Data items
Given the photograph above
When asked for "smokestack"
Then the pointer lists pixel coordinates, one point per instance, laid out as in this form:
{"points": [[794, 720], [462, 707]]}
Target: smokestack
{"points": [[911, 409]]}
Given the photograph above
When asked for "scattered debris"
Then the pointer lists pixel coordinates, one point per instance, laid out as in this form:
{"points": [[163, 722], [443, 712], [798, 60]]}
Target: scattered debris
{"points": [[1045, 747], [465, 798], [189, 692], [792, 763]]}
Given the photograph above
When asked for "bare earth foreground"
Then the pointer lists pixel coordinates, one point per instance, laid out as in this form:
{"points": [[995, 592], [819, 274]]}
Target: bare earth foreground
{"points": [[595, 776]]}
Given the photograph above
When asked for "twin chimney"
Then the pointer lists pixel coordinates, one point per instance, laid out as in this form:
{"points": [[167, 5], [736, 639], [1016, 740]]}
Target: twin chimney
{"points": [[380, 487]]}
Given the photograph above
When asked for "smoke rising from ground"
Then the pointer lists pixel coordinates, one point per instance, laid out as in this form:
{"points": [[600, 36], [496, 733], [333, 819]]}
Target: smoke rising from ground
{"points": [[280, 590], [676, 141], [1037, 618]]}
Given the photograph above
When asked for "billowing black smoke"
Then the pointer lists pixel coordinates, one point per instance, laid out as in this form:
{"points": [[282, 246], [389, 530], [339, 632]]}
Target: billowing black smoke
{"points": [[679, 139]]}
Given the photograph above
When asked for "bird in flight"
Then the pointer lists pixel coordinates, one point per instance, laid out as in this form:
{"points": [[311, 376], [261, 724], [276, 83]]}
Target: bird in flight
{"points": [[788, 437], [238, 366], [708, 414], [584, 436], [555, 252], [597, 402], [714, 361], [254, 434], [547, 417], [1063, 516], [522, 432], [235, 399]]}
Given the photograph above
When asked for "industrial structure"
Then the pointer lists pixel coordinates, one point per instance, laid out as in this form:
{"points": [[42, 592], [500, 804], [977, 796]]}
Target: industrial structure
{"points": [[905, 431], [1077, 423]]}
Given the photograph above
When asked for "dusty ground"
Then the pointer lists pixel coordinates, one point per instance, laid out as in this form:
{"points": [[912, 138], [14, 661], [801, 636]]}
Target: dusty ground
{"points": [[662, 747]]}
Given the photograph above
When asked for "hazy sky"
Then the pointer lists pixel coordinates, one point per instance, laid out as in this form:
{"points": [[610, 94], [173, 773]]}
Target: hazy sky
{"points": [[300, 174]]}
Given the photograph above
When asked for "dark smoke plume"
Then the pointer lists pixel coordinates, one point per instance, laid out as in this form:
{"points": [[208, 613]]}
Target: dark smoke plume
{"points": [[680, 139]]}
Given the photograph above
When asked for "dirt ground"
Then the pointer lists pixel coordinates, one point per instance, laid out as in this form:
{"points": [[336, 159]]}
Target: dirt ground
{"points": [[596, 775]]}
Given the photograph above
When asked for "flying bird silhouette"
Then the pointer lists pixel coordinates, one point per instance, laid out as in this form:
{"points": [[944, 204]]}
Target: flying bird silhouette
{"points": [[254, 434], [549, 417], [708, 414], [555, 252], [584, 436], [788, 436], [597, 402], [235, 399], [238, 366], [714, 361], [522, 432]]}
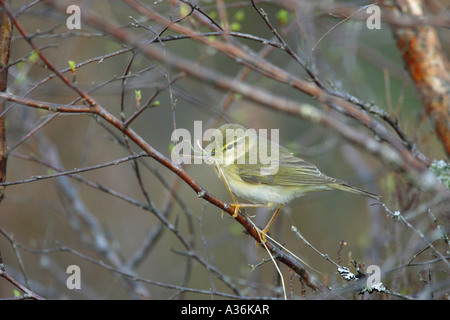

# DIRECTIONS FOR THIS TASK
All of the data above needs to be retyped exactly, with the pictures removed.

# REPLY TO THE EXERCISE
Given the photograph above
When asked for "smokestack"
Then the pointer lists pixel coordinates, one point per instance, laid out as in this form:
{"points": [[794, 720], [462, 707]]}
Target: smokestack
{"points": [[911, 409]]}
Given the photograph above
When asked for "scattered debris"
Then the pointer lists pixel coordinates, one point per instance, laid out as in this form:
{"points": [[163, 722], [443, 712], [798, 60]]}
Target: scattered debris
{"points": [[1045, 747], [465, 798], [189, 692], [792, 763]]}
Given the photograph above
When asked for "bare earth foreground"
Then the pointer lists pixel coordinates, one point per instance, laid out as in this form:
{"points": [[995, 592], [819, 274]]}
Target: bare earth foreground
{"points": [[595, 776]]}
Given the photograph above
When asked for "twin chimney"
Then the pointer lists pixel coordinates, one point per instance, laid out as in this form:
{"points": [[167, 5], [736, 639], [1016, 740]]}
Target: twin chimney
{"points": [[380, 487]]}
Given the photograph above
When asked for "smoke rising from ground"
Then the pointer lists pixel coordinates, one point per instance, laid out as in this form:
{"points": [[600, 36], [496, 733], [333, 819]]}
Target: smoke rising from ground
{"points": [[280, 590], [676, 141], [1037, 618]]}
Given the photograph above
When asked for "billowing black smoke"
Then the pointer lists pixel coordinates, one point per instance, laid out as in this form:
{"points": [[282, 246], [389, 530], [339, 632]]}
Target: billowing black smoke
{"points": [[679, 139]]}
Given the photograph above
When asked for "bird in flight"
Then the pointer lists pixel coordinates, one point per instance, laid out as in this form:
{"points": [[311, 376], [261, 724], [276, 83]]}
Target: bird in flight
{"points": [[788, 437], [238, 366], [708, 414], [584, 436], [555, 252], [597, 402], [714, 361], [254, 434], [547, 417], [1063, 516], [522, 432], [235, 399]]}
Given the photograph above
When asked for "industrial structure"
Then the pointer lists pixel coordinates, one point per instance, laid out as in this form:
{"points": [[42, 592], [500, 804], [977, 796]]}
Target: industrial structure
{"points": [[905, 431], [1077, 423]]}
Given the photograph above
When asked for "dusty ground"
Then the pointer lists pixel coordinates, one point per instance, laid out as in this form:
{"points": [[912, 138], [14, 661], [801, 636]]}
Target: dusty ground
{"points": [[662, 747]]}
Given the photograph above
When asked for "hazy sky"
Then the pointer lists pixel coordinates, one point per instance, laid out as in this form:
{"points": [[610, 94], [173, 773]]}
Target: hazy sky
{"points": [[300, 174]]}
Given the photograph above
When asked for "dark smoke plume"
Then the pointer lists pixel coordinates, one point per instance, laid out as in this form:
{"points": [[208, 613]]}
Target: dark smoke plume
{"points": [[680, 139]]}
Given the photograph above
When asked for "dirt ground"
Then the pointer lists pixel coordinates, one point per instance, laid out as in this form:
{"points": [[336, 159]]}
Target: dirt ground
{"points": [[596, 775]]}
Given the photograph above
When asked for "flying bird silhouette"
Then the pointer lists pixel coordinates, one point per instance, laid out as in this form:
{"points": [[944, 204]]}
Target: flying bird silhouette
{"points": [[254, 434], [549, 417], [708, 414], [555, 252], [584, 436], [788, 436], [597, 402], [235, 399], [238, 366], [714, 361], [522, 432]]}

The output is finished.